### ENTRIES SUPPLIED ###
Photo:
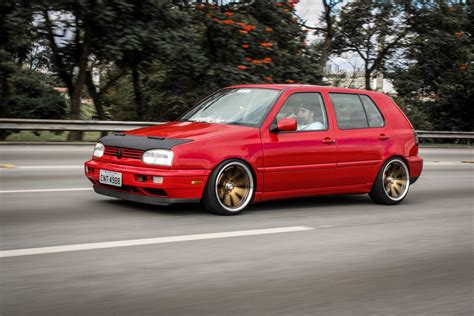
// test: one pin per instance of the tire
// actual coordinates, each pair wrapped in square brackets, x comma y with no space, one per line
[392,183]
[230,188]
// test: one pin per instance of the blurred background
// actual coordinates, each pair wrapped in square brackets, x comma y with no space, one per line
[152,60]
[67,67]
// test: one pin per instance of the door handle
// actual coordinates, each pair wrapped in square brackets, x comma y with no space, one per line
[329,141]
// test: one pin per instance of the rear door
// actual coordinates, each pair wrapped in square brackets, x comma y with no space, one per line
[301,161]
[362,138]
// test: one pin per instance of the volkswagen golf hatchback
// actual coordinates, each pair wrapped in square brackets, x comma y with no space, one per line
[253,143]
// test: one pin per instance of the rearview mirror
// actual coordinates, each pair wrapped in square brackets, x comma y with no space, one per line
[287,125]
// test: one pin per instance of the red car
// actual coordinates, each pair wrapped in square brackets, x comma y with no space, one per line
[252,143]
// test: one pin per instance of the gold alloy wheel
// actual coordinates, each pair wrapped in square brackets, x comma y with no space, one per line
[395,180]
[234,186]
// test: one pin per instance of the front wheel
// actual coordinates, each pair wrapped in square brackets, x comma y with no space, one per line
[230,188]
[392,183]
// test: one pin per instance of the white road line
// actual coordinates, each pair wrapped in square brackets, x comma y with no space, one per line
[14,167]
[51,167]
[45,190]
[149,241]
[445,163]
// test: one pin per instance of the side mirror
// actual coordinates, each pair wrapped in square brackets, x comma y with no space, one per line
[287,125]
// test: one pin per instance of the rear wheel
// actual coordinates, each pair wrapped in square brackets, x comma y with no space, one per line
[392,183]
[230,188]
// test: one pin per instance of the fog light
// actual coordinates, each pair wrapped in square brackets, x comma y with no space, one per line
[158,180]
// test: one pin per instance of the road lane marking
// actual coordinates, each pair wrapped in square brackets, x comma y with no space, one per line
[45,190]
[149,241]
[7,165]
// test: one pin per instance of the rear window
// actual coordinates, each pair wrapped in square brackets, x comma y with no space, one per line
[355,111]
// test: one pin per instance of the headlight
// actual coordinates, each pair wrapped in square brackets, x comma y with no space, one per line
[158,157]
[98,150]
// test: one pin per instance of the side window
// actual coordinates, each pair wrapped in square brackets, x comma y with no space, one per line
[349,111]
[308,109]
[373,113]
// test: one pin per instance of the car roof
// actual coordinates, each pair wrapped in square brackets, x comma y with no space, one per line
[299,86]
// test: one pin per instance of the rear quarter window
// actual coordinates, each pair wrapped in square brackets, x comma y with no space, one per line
[354,111]
[373,114]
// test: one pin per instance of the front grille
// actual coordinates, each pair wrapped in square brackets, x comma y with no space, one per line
[126,152]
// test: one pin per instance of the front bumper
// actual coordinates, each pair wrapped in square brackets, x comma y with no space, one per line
[178,186]
[140,197]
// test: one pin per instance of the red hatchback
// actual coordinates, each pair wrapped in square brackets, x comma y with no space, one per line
[252,143]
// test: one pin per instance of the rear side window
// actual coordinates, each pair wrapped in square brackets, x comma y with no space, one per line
[373,113]
[349,110]
[355,111]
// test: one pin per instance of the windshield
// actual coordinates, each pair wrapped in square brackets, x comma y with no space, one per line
[241,106]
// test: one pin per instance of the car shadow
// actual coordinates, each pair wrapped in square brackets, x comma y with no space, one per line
[326,202]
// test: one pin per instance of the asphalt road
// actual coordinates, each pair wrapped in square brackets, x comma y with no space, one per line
[355,258]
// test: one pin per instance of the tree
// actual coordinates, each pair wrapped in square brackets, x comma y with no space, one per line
[325,47]
[220,45]
[435,75]
[373,30]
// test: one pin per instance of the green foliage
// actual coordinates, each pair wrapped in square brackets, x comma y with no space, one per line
[373,30]
[253,42]
[436,75]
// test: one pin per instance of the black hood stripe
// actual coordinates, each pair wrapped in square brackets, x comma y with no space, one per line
[141,142]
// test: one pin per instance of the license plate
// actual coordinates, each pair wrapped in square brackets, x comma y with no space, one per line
[110,178]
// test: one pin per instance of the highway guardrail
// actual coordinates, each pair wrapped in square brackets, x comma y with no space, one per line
[115,126]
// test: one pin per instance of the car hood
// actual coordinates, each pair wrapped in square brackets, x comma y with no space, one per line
[189,130]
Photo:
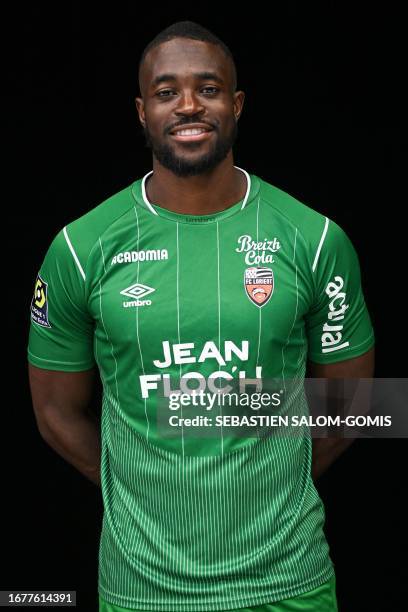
###
■ PROBLEM DETAILS
Leave out the pictures and set down all of the data exactly.

■ ANSWER BOX
Photo:
// test: one pin per instance of the tire
// actual coordinates, each pair wrapped in square brackets, x comma y with no space, one per line
[392,183]
[230,188]
// test: one pin per instance of the blurred background
// actual coordinates, each pair wrapped in square brackets, x comma y with no space, one per line
[152,60]
[67,67]
// test: one pin per instance of the door handle
// actual coordinates, each pair wrapped in square brackets, x comma y with no space, one per line
[329,141]
// test: one pin per instance of the rear door
// actual coordinates, each pair wrapped in square brackets, x comma y with no space, one per line
[301,161]
[362,138]
// test: one pin per instance of the volkswagen golf hatchback
// actual coordinates, each pair wrapped in square brackets, x comma y with no space, one per line
[253,143]
// test: one pin per instance of the rearview mirror
// actual coordinates, each pair wrapped in square brackets, x comma y with no space, one per line
[287,125]
// test: one pin per instance of the red car
// actual coordinates, each pair wrapped in square brackets, x comma y with no space, one per line
[252,143]
// test: one pin per instance of the gold alloy wheel
// actual coordinates, each pair wrapped in square brackets, x comma y with no space, one per line
[395,180]
[234,186]
// test: one pin per instance of the front wheel
// actual coordinates, each pair wrapped in square brackets, x comma y with no space, one per line
[230,188]
[392,183]
// test: one pin per instance of the white road line
// actual coordinates, each pair wrapped in square brackets, x comma y with no space, one per line
[14,167]
[51,167]
[45,190]
[149,241]
[445,163]
// test: one pin per instance of the side mirror
// actual coordinates, each pair wrapped in square brackets, x comma y with no space, one per line
[287,125]
// test: one pin per instance of the rear wheel
// actual coordinates, each pair wrapped in square brackets, x comma y with no space, one per line
[392,183]
[230,188]
// test: one pin per instance of the fog light
// actual coordinates, each pair wrapped in square brackets, x comma y with no space, one per line
[158,180]
// test: one pin per instance of the road lane marking
// actual coordinates, each pair wrapped in square brackets, x comma y with no space, one per line
[45,190]
[149,241]
[7,165]
// test: one pin per instance of the rear window
// actual coordinates, each pair wrapped in square brackets, x comma y with no space, one per line
[355,111]
// test: one pin per instance of the headlight
// actual coordinates, each pair wrapped in square brackets, x comma y with no space, one per line
[158,157]
[98,150]
// test: one pin per instance of the side window
// actual coordinates, each pair wrapped in square brackets, x comma y with no space, one per line
[349,111]
[308,109]
[373,113]
// test: one pin per instance of the car roof
// actual coordinates, each pair wrapped in square brackets, x comma y with no space, one per line
[299,86]
// test: one pin per instance of the rear quarter window
// actual coordinates, each pair wrapped in square brackets, x comma y with no space, one per line
[354,111]
[373,114]
// test: one pin per instance of the front grille
// actual coordinates, each pair wrapped in square brackets, x comma y with no space, one per line
[126,152]
// test: one pin per instance of the front bumper
// actual coordinates, each pair wrapped in square brackets, x comma y with no space, one per line
[178,186]
[140,197]
// test: one pin per instance of the red hatchback
// actual coordinates, each pair wrapped in square brackets, x comma y with no space, one per line
[252,143]
// test: one pin per instance of the rear side window
// actual coordinates, each pair wrapped in square brackets, x comma y with no space, one per line
[373,113]
[349,110]
[355,111]
// test: one pin per instance of the windshield
// actual coordinates, each pair wrapped in square brackets, x comma y with no space, one per line
[241,106]
// test: one pin per instance of the car shadow
// actual coordinates, each pair wrapped in square brackets, x comma y with no space, one per line
[326,202]
// test: one pin per instance of the asphalt road
// actual coordinates, each pair wrapped in square brackets, x comma y with no space, one per line
[355,258]
// test: one pin per instance of the tree
// actual coordinates, each pair wrapped in square brackets, x comma y with no space, one per line
[325,47]
[220,45]
[435,75]
[373,30]
// test: one pin per instance of the green foliage
// actual coordinates, each pair wrapped in square brackets, x comma y with no space, one per line
[373,30]
[253,42]
[436,75]
// test: one pin per instance of the black hood stripe
// actual coordinates, each pair wrapped in square brackets, x comma y with no space, one per line
[141,142]
// test: one pin per instance of the license plate
// actual coordinates, each pair wrapped in square brackets, x comma y with no space, one per line
[110,178]
// test: one pin per instance of the highway guardrail
// actual coordinates, each pair wrapped in square brackets, x comma y with no space, one per line
[115,126]
// test: one pin per instance of the car hood
// actual coordinates, each pair wrapped in square brackets, x comma y with no space, one per line
[189,130]
Photo:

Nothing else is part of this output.